TRY IT: Write out each line of the records that has "below" in it.

DATASET EXCERPTS:
- - - - - - -

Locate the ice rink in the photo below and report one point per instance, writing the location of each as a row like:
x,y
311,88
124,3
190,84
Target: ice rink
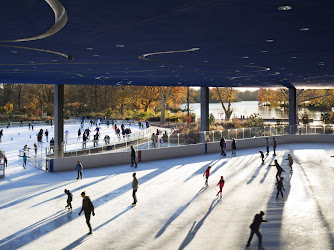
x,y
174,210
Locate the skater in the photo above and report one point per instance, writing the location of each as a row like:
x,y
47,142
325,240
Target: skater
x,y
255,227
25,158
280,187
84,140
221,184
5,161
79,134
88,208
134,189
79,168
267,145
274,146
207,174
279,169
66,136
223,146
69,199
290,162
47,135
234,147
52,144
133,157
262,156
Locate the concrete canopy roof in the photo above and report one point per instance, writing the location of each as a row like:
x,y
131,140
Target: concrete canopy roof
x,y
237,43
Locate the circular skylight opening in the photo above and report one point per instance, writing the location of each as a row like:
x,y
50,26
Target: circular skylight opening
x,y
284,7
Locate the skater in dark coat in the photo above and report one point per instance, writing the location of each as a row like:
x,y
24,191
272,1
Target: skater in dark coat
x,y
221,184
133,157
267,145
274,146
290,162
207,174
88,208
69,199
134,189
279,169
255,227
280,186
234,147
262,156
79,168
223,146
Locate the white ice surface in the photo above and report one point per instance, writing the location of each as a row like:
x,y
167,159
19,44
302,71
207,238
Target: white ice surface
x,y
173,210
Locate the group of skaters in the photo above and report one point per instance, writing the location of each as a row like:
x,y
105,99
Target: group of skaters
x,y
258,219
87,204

- - - - - - -

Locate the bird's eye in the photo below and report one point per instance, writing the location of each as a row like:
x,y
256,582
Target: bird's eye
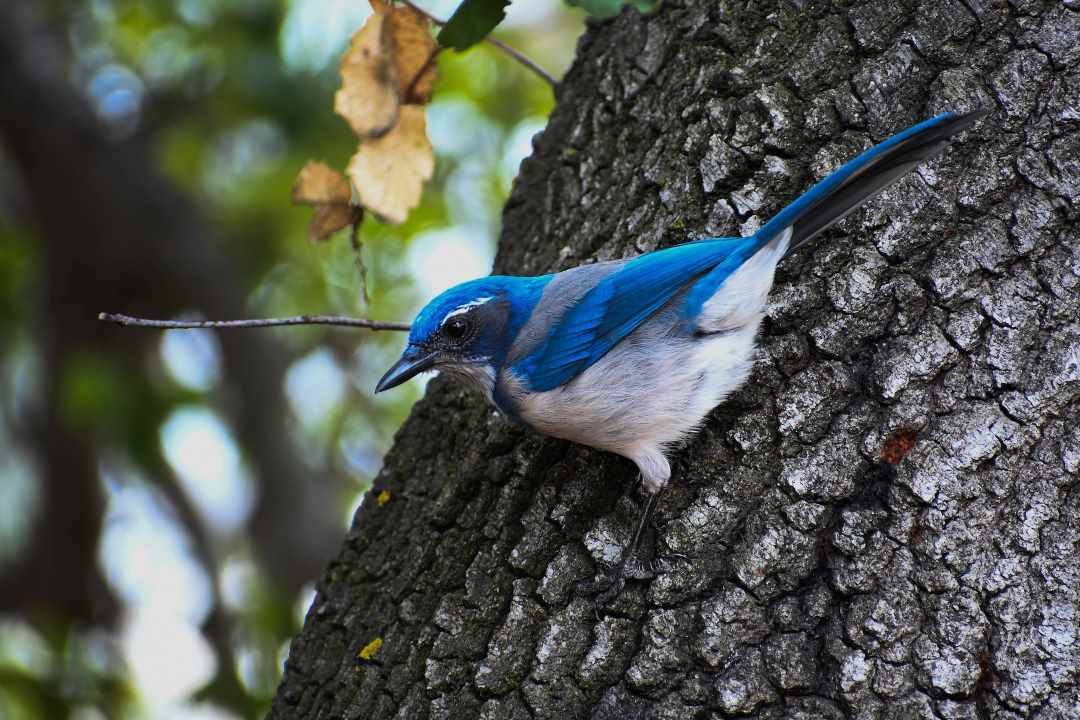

- - - - - - -

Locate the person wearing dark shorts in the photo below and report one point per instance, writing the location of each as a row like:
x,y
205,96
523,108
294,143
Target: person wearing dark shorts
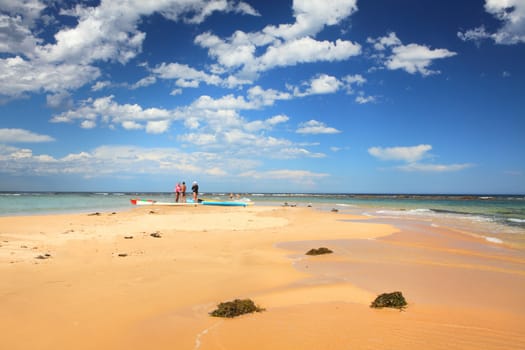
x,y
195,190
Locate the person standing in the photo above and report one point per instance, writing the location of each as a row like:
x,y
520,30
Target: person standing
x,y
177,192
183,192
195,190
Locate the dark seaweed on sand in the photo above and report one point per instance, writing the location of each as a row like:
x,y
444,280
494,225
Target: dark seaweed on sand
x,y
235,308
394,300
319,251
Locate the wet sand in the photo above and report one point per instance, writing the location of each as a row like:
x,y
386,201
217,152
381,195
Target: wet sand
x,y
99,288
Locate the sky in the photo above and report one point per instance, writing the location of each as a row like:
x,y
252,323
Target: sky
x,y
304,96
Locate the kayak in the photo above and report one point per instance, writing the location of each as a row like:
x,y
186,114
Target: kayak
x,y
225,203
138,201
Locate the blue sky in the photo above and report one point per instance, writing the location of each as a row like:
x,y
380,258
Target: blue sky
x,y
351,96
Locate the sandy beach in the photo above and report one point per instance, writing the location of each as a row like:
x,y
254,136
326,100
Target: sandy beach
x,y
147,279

- - - - - - -

WRITTEN RESPONSE:
Locate the ice rink in the photo below and report one point per instance, writing the location of each as a row like:
Locate the bird's eye in the photo below and report one point per instance, writing the location of each as a row like:
Locate the person wearing dark shorts in the photo below and report one point per instance, writing the location of each as a row like:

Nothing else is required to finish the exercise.